▶ **TASK DATA**
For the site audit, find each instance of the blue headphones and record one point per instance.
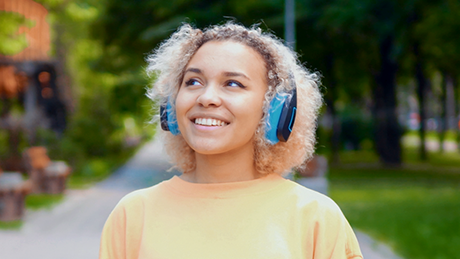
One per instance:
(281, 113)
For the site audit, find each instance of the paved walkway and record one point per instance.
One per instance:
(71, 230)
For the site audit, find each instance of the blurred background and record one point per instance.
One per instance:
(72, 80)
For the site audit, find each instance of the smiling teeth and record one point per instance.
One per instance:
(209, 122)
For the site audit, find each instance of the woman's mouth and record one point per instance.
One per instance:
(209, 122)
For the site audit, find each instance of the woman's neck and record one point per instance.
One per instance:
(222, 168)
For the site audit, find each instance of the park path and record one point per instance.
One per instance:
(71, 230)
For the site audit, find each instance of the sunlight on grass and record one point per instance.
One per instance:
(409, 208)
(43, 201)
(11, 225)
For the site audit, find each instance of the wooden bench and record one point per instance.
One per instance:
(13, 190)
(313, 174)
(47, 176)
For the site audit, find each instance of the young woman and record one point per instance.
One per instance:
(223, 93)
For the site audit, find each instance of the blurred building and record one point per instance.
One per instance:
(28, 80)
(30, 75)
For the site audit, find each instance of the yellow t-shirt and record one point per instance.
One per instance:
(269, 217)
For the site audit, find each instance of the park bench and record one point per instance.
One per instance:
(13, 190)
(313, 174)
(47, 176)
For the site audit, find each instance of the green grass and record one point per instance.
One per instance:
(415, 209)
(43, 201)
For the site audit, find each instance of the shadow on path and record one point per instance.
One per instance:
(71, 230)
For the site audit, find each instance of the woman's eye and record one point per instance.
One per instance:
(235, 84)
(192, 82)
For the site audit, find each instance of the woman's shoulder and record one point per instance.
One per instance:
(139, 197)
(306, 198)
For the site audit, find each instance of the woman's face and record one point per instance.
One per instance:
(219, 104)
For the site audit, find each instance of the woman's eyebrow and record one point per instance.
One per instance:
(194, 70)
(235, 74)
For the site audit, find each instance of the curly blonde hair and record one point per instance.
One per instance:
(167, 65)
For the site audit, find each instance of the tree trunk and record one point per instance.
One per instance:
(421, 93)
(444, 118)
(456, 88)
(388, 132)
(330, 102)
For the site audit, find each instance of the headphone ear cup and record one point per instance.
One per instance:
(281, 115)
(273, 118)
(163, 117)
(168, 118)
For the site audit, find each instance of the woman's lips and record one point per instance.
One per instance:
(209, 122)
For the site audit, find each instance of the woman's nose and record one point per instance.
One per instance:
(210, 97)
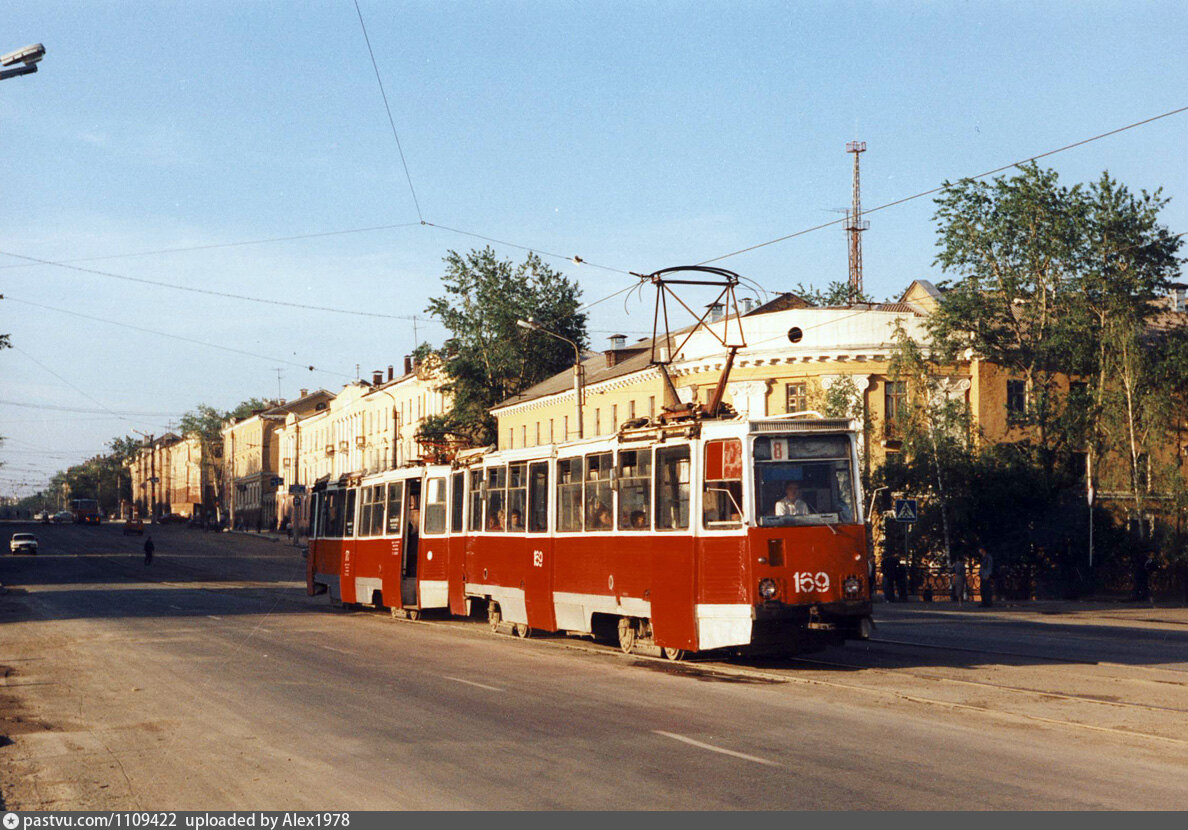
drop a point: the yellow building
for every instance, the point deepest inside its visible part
---
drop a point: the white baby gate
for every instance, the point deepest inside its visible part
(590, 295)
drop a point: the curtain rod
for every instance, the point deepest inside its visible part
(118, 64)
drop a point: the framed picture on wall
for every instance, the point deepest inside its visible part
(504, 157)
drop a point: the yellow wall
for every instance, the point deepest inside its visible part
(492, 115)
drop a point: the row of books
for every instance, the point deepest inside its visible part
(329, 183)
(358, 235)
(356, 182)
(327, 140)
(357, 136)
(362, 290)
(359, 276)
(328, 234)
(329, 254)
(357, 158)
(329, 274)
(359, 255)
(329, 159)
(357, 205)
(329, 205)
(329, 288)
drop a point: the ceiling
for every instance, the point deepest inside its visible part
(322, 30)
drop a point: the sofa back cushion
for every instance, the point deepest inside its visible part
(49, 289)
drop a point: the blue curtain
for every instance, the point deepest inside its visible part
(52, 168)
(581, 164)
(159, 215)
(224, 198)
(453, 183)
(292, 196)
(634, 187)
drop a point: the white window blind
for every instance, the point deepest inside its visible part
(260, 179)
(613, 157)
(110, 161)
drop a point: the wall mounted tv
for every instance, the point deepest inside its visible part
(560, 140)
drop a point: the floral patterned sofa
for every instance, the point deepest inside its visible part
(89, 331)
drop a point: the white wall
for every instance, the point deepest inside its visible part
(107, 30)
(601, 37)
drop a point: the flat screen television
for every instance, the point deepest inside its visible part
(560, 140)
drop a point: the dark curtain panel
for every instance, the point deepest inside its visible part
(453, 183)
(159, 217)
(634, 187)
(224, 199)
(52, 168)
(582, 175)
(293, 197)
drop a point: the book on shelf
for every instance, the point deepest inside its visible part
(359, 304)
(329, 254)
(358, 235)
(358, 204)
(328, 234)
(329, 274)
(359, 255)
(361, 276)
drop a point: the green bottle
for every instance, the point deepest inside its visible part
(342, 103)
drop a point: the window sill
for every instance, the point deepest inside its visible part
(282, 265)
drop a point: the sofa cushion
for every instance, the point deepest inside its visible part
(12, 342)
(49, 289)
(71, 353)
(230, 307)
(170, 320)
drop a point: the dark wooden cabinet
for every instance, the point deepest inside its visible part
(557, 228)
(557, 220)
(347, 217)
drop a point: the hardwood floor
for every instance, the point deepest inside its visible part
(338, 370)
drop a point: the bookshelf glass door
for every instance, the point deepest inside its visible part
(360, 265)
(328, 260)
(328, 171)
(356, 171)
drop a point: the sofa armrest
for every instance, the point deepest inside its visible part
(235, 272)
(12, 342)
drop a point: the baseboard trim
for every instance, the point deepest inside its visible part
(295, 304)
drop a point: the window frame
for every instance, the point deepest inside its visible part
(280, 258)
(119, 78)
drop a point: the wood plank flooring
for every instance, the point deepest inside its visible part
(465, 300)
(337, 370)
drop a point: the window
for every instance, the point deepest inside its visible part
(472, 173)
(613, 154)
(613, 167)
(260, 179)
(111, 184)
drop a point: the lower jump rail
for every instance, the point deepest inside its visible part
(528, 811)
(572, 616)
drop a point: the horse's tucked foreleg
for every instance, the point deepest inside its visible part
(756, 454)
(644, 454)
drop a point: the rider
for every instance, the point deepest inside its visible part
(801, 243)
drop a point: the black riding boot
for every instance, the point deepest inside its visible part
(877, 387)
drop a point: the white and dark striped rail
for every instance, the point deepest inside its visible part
---
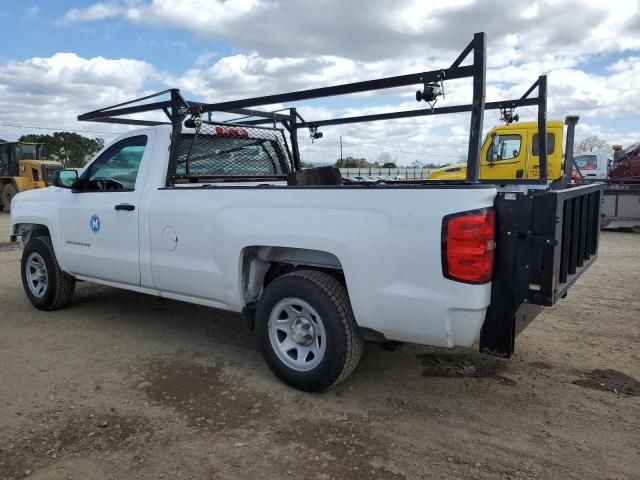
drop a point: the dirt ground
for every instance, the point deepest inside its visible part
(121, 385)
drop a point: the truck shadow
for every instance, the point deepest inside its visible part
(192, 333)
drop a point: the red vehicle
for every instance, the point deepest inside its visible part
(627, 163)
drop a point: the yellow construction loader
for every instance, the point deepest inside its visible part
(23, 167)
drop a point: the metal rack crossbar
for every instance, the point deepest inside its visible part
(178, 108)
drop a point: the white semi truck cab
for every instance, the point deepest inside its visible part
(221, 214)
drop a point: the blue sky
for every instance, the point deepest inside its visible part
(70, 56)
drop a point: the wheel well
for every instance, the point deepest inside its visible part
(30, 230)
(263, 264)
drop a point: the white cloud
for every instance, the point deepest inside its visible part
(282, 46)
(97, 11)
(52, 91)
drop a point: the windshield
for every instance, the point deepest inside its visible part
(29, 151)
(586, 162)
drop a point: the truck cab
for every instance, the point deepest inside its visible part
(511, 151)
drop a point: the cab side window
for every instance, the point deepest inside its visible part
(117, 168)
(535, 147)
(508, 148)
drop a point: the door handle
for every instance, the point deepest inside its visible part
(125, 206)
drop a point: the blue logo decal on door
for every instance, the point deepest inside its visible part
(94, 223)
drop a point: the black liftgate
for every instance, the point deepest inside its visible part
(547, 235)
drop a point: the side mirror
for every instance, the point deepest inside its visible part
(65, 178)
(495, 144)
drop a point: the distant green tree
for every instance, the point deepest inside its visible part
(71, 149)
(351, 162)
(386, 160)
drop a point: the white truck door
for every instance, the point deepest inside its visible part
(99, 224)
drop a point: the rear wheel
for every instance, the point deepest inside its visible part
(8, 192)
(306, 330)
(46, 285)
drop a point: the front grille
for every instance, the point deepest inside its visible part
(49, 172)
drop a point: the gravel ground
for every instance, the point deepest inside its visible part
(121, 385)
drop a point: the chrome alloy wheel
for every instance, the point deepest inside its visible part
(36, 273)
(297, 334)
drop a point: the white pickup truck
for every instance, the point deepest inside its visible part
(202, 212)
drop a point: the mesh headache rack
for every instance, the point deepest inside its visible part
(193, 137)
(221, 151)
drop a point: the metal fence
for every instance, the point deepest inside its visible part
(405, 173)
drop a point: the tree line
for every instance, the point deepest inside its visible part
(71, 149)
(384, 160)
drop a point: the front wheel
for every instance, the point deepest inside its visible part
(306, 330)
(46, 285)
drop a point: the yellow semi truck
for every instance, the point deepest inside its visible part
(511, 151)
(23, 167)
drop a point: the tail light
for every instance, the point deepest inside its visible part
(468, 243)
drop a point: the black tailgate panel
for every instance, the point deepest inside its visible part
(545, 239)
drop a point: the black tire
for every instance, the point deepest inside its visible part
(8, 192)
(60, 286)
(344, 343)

▶ **REQUIREMENT**
The range runs from the line above containing "drop a point: the wood plank flooring" to the line containing "drop a point: the lower jump rail", inclusive. Restate those lines word for word and no others.

▶ **OUTPUT FOR THIS EXERCISE**
drop a point: the wood plank flooring
for every instance, the point deepest inside its visible part
(465, 300)
(337, 370)
drop a point: the window
for every instance, the point deepest inside its visible part
(472, 173)
(613, 154)
(613, 167)
(260, 179)
(111, 184)
drop a point: the lower jump rail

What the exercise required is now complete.